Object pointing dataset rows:
***

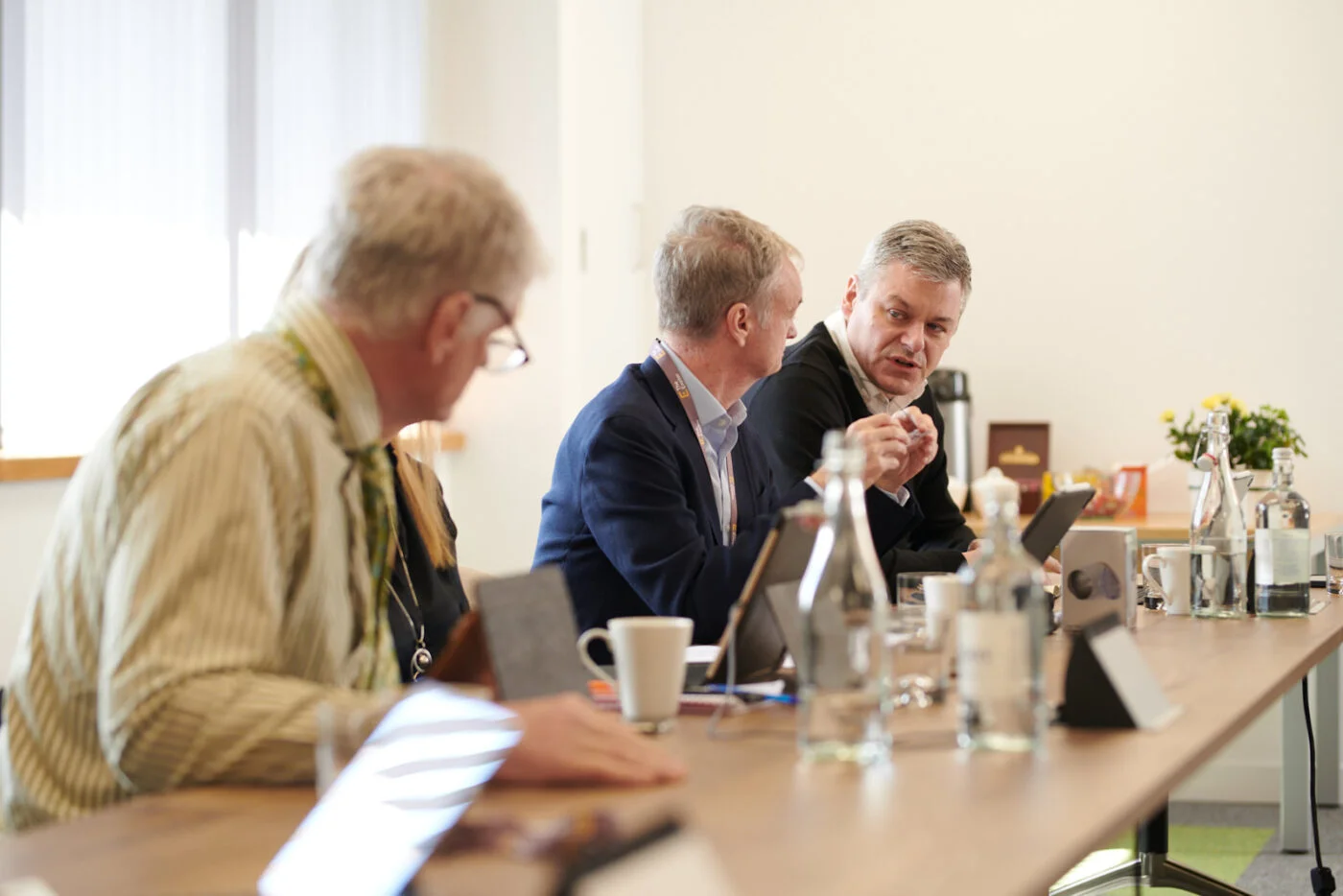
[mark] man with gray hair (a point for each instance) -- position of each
(219, 564)
(869, 360)
(662, 496)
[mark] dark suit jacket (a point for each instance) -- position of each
(814, 392)
(631, 520)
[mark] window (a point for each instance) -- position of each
(163, 163)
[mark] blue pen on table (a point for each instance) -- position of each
(751, 696)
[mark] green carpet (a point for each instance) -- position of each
(1221, 852)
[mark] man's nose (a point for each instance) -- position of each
(912, 339)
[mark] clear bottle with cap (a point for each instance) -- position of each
(1001, 631)
(1283, 546)
(843, 690)
(1217, 531)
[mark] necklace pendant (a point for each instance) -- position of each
(420, 661)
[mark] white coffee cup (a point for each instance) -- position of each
(1171, 567)
(648, 667)
(942, 598)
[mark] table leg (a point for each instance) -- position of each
(1327, 731)
(1293, 801)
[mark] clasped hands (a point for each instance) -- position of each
(897, 446)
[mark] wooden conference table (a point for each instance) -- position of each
(1170, 527)
(933, 821)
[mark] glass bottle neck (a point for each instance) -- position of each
(1283, 476)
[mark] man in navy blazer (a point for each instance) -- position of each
(662, 496)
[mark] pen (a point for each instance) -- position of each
(749, 696)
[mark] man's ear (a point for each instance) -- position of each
(445, 324)
(850, 295)
(739, 322)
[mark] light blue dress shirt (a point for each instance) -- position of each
(720, 433)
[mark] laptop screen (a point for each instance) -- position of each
(400, 792)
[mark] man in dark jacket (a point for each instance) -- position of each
(872, 358)
(662, 495)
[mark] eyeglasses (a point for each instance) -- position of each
(504, 351)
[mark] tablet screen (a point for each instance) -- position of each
(761, 644)
(1051, 522)
(402, 790)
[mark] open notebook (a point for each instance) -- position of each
(400, 792)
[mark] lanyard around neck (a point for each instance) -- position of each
(682, 392)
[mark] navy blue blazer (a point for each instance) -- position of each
(631, 520)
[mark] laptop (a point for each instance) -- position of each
(761, 643)
(407, 786)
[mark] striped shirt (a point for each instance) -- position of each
(204, 589)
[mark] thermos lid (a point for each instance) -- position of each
(994, 488)
(950, 386)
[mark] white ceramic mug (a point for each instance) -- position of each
(648, 667)
(1171, 567)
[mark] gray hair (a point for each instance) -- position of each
(409, 225)
(932, 251)
(711, 259)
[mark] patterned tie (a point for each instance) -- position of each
(379, 499)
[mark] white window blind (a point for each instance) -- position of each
(163, 163)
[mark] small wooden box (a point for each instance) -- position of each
(1021, 452)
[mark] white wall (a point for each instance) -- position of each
(550, 91)
(27, 513)
(1150, 192)
(492, 89)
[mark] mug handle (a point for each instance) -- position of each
(584, 640)
(1152, 560)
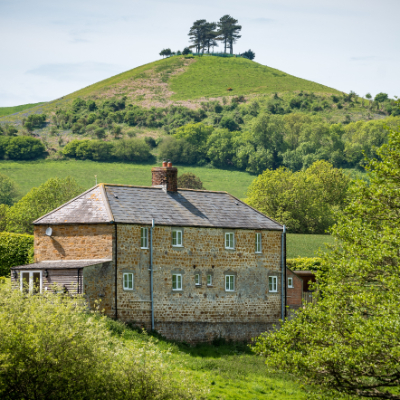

***

DIRECTIONS - Convert the items above into a Markdown table with two columns, No. and Entry, giving each line its own numbered row and skipping blank lines. Leave the pictures out of your answer.

RESPONSE FOR THIS EXERCISE -
| No. | Entry |
|---|---|
| 1 | [mark] man with gray hair (a point for each instance) -- position of each |
| 2 | (219, 564) |
| 3 | (869, 360) |
| 4 | (662, 496) |
| 5 | [mark] dark suit jacket (a point for each instance) -- position of each |
| 6 | (814, 392) |
| 7 | (631, 520) |
| 8 | [mark] window (a point for each instance) -- position of each |
| 9 | (163, 163) |
| 10 | [mark] blue pen on table (a point for each instance) -- position of each |
| 11 | (751, 696) |
| 12 | [mark] green carpet (a point for each instance) -- position of each |
| 13 | (1221, 852) |
| 14 | [mark] man's nose (a point for each instance) -- position of each |
| 15 | (912, 339) |
| 16 | [mark] clear bottle with cap (a point for each instance) -- position of each |
| 17 | (1001, 631) |
| 18 | (1283, 546) |
| 19 | (843, 690) |
| 20 | (1217, 531) |
| 21 | [mark] necklace pendant (a point for each instance) -- position of each |
| 22 | (420, 661) |
| 23 | [mark] white coffee cup (a point for each instance) -- position of each |
| 24 | (1171, 567) |
| 25 | (648, 667) |
| 26 | (942, 598) |
| 27 | [mark] table leg (a point for each instance) -- position of each |
| 28 | (1327, 731) |
| 29 | (1293, 801) |
| 30 | [mark] clasped hands (a point for each instance) -- position of each |
| 31 | (897, 446) |
| 32 | [mark] wooden conference table (a point for each instance) -- position of each |
| 33 | (1170, 527) |
| 34 | (933, 821) |
| 35 | [mark] glass bottle neck (a point for each instance) -- position of each |
| 36 | (1283, 476) |
| 37 | [mark] man in navy blazer (a point for each instance) -- position of each |
| 38 | (662, 496) |
| 39 | [mark] pen (a point for each instance) -- position of each |
| 40 | (749, 696) |
| 41 | [mark] man's ear (a point for each instance) -- position of each |
| 42 | (445, 324) |
| 43 | (850, 295) |
| 44 | (739, 322) |
| 45 | [mark] light blue dress shirt (a point for each instance) -- position of each |
| 46 | (720, 433) |
| 47 | [mark] laptop screen (a point for each instance) -- position of each |
| 48 | (400, 792) |
| 49 | [mark] man in dark jacket (a point for each instance) -- position of each |
| 50 | (872, 358) |
| 51 | (662, 495) |
| 52 | [mark] eyeglasses (a point for each instance) -- position of each |
| 53 | (504, 351) |
| 54 | [mark] tablet screen (a point for each instance) -- position of each |
| 55 | (761, 644) |
| 56 | (1051, 522) |
| 57 | (402, 790) |
| 58 | [mark] open notebook (a point for each instance) -- position of each |
| 59 | (400, 792) |
| 60 | [mark] lanyard around neck (a point for each instance) -- position of each |
| 61 | (682, 392) |
| 62 | [mark] navy blue blazer (a point for each instance) -- position of each |
| 63 | (631, 520) |
| 64 | [mark] laptop (a point for each instance) -- position of each |
| 65 | (761, 643) |
| 66 | (407, 786) |
| 67 | [mark] striped shirt (a point for each instance) -- position of each |
| 68 | (204, 589) |
| 69 | [mark] thermos lid (a point for each instance) -- position of each |
| 70 | (994, 488) |
| 71 | (950, 386) |
| 72 | [mark] white ceramic mug (a point for each instance) -- position of each |
| 73 | (648, 667) |
| 74 | (1171, 567) |
| 75 | [mark] gray hair (a point for each instance) -- position of each |
| 76 | (409, 225) |
| 77 | (932, 251) |
| 78 | (711, 259) |
| 79 | [mark] patterned tie (a point for each instance) -- position of each |
| 80 | (379, 499) |
| 81 | [mark] white window blind (a point for each instance) -- position of each |
| 82 | (163, 163) |
| 83 | [mark] small wooden box (a point for each instance) -- position of each |
| 84 | (1021, 452) |
| 85 | [mark] white wall (a point for each instance) -- position of each |
| 86 | (550, 91) |
| 87 | (27, 513) |
| 88 | (1150, 192) |
| 89 | (492, 89) |
| 90 | [mark] mug handle (a point for each instance) -- position of each |
| 91 | (584, 640) |
| 92 | (1152, 560) |